## EXERCÍCIOS DE LEITURA
**a.** Responda com base na reportagem sobre os depoimentos de alagoanos que resistiram à ditadura:
(i) Quem coordena o programa Ufal em Defesa da Vida?
(ii) Qual é a idade de Valmir Costa?
(iii) Segundo Valmir, qual revista de circulação nacional não trouxe o golpe militar como tema de capa naquela semana?
**b.** Escreva a continuação da reportagem sobre os depoimentos de alagoanos que resistiram à ditadura, a partir da última frase apresentada.

==== TEXTO FORNECIDO

Comunidade universitária ouve os depoimentos de alagoanos que resistiram à Ditadura Militar

Um debate cercado de muita emoção sobre as memórias de pessoas que sofreram torturas

02/04/2014 10h05 - Atualizado em 14/08/2014 às 10h27
Auditório lotado e emocionado

Auditório lotado e emocionado

Lenilda Luna - jornalista

Um auditório lotado e repleto de jovens universitários que vieram aprender mais sobre esse período obscuro da história brasileira, ouvindo depoimentos de pessoas que foram presas e torturadas ou de familiares de desaparecidos. O segundo dia de debates sobre os 50 anos da ditadura militar foi cercado de muita emoção, a cada palavra arrancada com dificuldade para falar sobre lembranças que são dolorosas para quem foi vítima da repressão.

A coordenadora do programa Ufal em Defesa da Vida, professora Ruth Vasconcelos, ressaltou esse momento histórico para a universidade. "Não estamos aqui para ouvir pessoas que falam sobre o que leram em documentos, mas para conhecer testemunhas que são memórias vivas dessa história e que falam sobre o que vivenciaram. Isso faz uma diferença fundamental", destacou a professora.

O primeiro a contar sua história foi Valmir Costa, veterinário, hoje com 70 anos, que na época do Golpe Militar era líder estudantil em Pernambuco. Ele narrou sobre os protestos que se seguiram à prisão do então governador, Miguel Arraes. " Disseram que o golpe foi para impedir o avanço de um comunismo perigoso, mas era na verdade uma reação às reformas de base que João Goulart queria implementar no país", esclareceu ele.

Valmir destacou a importância de revelar detalhes dessa história enquanto ainda temos sobreviventes desse período, porque muitos distorções foram colocadas, inclusive na imprensa. "Ainda assim, é importante ver esses fatos sendo revelados e chamando a atenção da sociedade. Essa semana, o golpe militar foi o tema de capa de todas as revistas de circulação nacional, menos a Veja, que nem neste momento consegue disfarçar seu ranço reacionário", criticou o militante.

========
==== DADOS

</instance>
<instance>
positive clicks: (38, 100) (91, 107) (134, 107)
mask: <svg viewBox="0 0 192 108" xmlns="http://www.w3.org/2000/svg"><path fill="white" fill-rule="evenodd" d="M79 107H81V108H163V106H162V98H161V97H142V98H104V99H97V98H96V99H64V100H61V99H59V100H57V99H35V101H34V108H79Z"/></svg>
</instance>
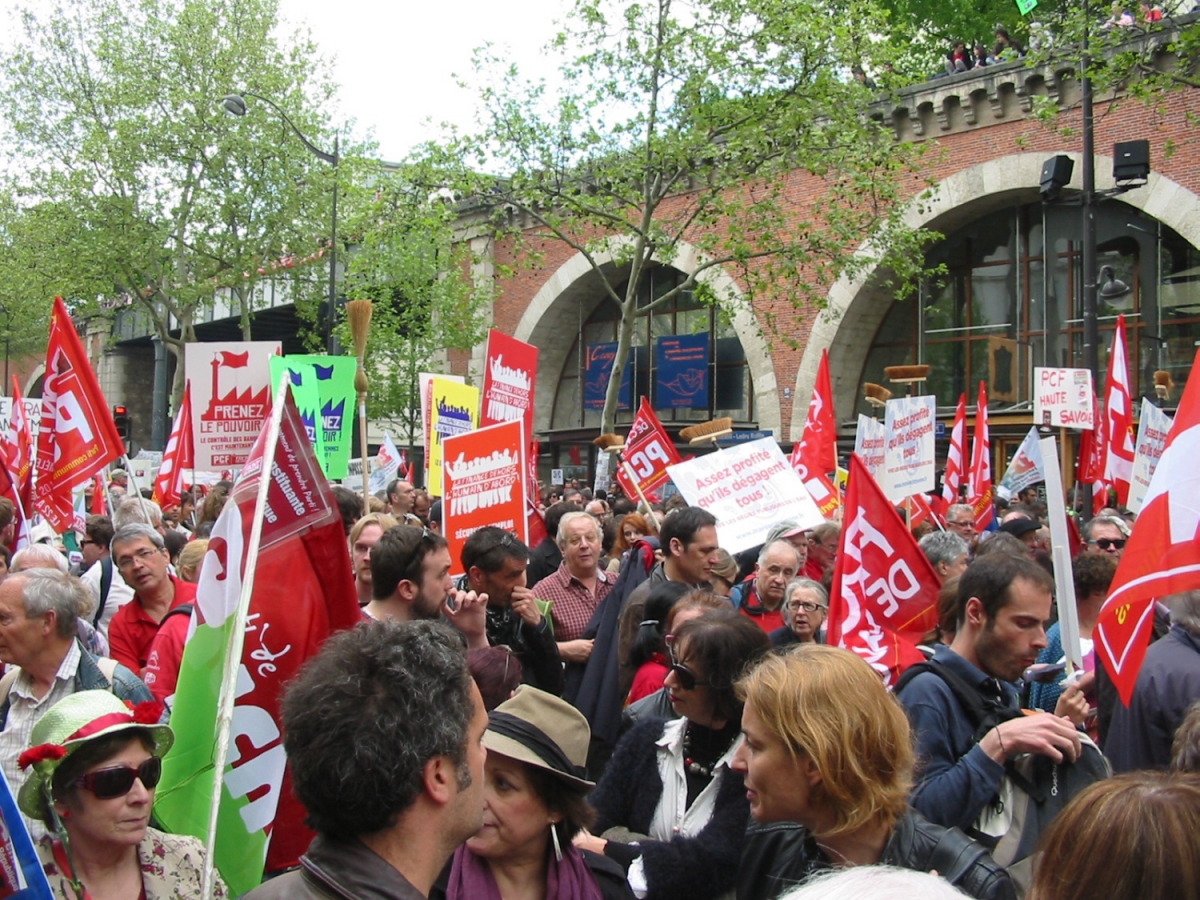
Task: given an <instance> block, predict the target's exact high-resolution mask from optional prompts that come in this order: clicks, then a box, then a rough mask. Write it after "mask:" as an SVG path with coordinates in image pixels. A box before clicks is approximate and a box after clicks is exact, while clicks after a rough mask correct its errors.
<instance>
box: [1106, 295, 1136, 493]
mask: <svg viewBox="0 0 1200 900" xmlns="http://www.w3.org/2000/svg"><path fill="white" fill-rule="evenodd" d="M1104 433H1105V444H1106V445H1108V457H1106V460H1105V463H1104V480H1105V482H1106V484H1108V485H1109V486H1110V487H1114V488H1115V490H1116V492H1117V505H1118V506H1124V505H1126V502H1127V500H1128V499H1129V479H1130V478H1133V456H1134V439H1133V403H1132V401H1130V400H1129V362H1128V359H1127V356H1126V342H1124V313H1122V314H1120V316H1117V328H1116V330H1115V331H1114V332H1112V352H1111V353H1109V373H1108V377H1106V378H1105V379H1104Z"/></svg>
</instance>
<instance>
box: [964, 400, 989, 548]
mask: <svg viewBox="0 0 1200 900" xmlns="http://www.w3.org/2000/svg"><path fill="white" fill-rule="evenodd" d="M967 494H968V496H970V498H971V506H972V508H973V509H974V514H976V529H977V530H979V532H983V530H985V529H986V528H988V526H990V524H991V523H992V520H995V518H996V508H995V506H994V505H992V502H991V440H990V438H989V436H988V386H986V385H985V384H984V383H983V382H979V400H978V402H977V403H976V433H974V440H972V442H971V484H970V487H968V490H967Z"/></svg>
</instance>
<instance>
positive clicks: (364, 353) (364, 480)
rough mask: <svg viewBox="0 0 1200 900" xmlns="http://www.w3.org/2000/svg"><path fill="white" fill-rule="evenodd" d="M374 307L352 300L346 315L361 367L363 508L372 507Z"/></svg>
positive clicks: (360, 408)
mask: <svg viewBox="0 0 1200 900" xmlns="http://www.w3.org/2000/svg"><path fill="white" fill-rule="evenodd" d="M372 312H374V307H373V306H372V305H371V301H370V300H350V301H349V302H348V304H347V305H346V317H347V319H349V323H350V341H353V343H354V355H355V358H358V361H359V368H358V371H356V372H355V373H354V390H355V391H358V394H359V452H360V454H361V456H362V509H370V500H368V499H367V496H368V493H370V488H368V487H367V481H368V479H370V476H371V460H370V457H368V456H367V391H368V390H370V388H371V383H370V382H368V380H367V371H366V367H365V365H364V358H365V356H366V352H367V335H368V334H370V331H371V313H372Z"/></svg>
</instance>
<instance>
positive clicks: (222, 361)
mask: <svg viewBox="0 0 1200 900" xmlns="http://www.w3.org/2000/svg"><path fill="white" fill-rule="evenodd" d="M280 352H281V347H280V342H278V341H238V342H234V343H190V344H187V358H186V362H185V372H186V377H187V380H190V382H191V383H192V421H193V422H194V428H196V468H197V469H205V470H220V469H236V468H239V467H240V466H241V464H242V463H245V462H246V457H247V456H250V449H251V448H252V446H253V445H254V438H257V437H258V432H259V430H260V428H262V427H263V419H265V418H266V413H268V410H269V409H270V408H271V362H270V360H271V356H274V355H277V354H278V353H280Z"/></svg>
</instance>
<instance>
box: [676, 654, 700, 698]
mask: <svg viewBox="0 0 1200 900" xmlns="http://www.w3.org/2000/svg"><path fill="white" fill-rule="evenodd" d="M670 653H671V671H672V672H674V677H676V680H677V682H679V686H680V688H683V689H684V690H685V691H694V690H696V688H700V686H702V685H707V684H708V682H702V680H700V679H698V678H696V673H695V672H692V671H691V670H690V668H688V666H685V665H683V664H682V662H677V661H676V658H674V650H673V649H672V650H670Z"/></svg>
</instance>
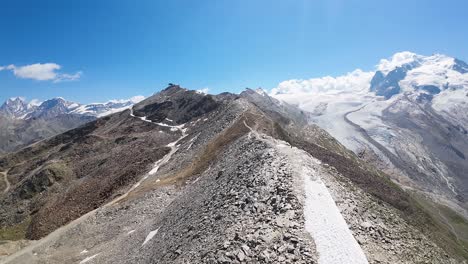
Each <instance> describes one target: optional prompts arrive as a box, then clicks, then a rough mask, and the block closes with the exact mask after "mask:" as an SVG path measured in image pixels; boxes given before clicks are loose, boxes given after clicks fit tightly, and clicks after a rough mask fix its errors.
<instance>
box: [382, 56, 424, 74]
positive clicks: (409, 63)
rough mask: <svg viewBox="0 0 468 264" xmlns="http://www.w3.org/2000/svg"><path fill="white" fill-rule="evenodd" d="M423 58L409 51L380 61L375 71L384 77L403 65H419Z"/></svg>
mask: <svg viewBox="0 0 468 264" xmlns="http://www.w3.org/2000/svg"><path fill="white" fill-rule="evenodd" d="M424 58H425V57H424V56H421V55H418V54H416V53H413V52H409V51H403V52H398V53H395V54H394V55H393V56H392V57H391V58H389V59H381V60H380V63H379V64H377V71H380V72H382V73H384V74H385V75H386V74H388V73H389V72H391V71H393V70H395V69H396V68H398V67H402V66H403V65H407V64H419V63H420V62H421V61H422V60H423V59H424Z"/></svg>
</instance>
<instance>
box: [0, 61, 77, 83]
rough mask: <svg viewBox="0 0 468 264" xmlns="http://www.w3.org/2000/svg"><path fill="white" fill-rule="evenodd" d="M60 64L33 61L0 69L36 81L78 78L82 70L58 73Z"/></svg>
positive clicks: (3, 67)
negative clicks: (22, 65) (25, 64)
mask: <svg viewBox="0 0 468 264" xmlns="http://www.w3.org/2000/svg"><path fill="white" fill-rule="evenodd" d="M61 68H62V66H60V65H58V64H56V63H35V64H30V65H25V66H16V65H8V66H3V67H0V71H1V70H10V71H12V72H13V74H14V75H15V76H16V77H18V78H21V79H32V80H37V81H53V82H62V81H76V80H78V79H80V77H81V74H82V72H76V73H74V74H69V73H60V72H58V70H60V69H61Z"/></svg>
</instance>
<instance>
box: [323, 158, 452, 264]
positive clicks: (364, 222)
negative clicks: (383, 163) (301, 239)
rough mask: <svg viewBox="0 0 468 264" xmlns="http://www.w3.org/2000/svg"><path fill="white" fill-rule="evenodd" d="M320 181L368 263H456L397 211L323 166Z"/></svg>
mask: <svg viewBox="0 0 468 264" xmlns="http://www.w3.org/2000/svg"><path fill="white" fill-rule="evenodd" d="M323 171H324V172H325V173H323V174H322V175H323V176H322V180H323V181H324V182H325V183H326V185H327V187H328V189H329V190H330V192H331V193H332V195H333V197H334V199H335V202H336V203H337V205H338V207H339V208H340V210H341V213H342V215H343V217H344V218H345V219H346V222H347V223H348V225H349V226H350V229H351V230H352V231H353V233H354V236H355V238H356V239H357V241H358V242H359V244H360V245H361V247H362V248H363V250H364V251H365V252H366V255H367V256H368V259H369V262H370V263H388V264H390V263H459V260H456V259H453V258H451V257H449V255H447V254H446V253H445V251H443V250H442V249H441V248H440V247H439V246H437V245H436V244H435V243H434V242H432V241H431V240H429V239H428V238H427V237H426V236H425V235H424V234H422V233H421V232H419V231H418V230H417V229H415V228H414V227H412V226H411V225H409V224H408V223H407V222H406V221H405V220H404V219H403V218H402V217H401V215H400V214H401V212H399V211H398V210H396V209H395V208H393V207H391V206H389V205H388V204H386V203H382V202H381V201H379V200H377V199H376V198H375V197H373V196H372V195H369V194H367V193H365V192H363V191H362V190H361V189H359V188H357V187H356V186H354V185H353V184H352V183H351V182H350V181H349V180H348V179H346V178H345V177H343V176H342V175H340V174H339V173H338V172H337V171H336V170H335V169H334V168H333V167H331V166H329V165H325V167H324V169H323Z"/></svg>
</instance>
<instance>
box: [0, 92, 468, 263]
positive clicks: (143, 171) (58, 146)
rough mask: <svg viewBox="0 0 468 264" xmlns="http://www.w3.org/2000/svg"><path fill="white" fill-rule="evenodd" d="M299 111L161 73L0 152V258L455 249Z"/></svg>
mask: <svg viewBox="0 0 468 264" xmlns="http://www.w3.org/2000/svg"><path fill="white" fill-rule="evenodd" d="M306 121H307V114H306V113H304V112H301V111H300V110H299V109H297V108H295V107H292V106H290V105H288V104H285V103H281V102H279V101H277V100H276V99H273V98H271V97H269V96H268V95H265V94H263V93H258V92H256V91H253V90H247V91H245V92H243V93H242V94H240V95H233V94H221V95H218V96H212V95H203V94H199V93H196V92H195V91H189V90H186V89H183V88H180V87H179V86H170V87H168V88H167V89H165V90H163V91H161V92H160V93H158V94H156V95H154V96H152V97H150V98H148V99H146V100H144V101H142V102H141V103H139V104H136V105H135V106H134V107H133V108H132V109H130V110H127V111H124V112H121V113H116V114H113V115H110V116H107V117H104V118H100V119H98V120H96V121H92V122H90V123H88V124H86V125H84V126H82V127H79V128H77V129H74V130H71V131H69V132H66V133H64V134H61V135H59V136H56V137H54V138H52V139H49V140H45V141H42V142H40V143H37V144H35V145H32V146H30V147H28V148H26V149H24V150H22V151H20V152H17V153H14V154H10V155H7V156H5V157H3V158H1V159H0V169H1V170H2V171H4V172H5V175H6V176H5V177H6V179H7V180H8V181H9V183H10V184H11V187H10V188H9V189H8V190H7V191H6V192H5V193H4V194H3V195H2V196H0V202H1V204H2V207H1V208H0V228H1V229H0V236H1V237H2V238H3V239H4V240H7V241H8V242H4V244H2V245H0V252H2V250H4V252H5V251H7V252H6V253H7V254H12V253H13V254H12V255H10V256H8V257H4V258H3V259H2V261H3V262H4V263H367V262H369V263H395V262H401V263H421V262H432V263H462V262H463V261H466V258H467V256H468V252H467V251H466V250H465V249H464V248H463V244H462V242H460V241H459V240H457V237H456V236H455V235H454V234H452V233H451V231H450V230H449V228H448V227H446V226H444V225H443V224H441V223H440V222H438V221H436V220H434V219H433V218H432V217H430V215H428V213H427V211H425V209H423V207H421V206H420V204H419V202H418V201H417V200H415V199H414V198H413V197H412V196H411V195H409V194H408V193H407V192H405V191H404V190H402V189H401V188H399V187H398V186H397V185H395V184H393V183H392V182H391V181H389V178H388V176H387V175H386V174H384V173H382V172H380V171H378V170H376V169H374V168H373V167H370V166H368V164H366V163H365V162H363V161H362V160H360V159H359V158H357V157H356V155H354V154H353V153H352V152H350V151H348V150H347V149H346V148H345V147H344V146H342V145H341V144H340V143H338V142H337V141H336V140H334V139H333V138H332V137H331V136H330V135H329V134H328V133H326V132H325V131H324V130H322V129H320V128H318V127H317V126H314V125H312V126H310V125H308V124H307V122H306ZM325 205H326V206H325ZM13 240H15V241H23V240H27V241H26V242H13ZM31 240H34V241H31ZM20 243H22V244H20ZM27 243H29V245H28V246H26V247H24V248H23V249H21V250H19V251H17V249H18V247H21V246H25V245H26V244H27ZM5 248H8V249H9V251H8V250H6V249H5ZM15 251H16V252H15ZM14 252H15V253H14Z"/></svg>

========

## GABARITO
**a.**
(i) A professora Ruth Vasconcelos.
(ii) 70 anos.
(iii) A Veja.

**b.**
Valmir foi preso junto com a esposa, Maria das Graças, e levado para o Doi Codi em Recife, onde foi torturado para revelar a localização da cunhada, Selma Bandeira, líder atuante no período e que participou da política alagoana até a década de 80, quando morreu num acidente de carro. "Também foram presos na época Lauro Bandeira e Sônia, os irmãos de Selma, e ainda minha irmã, Vera Lucia Costa, que nunca pegou numa arma", protestou Valmir.

Muita emoção também quando Olga Miranda, filha do jornalista desaparecido, Jayme Miranda, contou sobre a difícil infância que tiveram, mudando de residência sempre, para evitar a prisão do pai. Ela falou sobre as constantes invasões dos policiais ao Hotel Atlântico, na praia da avenida, em busca de provas contra o jornalista. "Mas as únicas armas do meu pai eram as palavras e do dom da oratória", contou Olga.

Em 1975, Jayme Miranda foi sequestrado no Rio de Janeiro e levado para São Paulo. "Nunca soubemos o que de fato aconteceu, mas o depoimento de um policial revelou que ele foi morto, esquartejado e seus restos mortais foram jogados no rio Avaré", disse Olga, arrancando lágrimas da platéia. "Nunca pude velar o meu pai, mas graças ao programa Ufal em Defesa da Vida, pelo menos plantei uma árvore, no bosque da memória, em homenagem a ele", concluiu Olga Miranda, bastante emocionada.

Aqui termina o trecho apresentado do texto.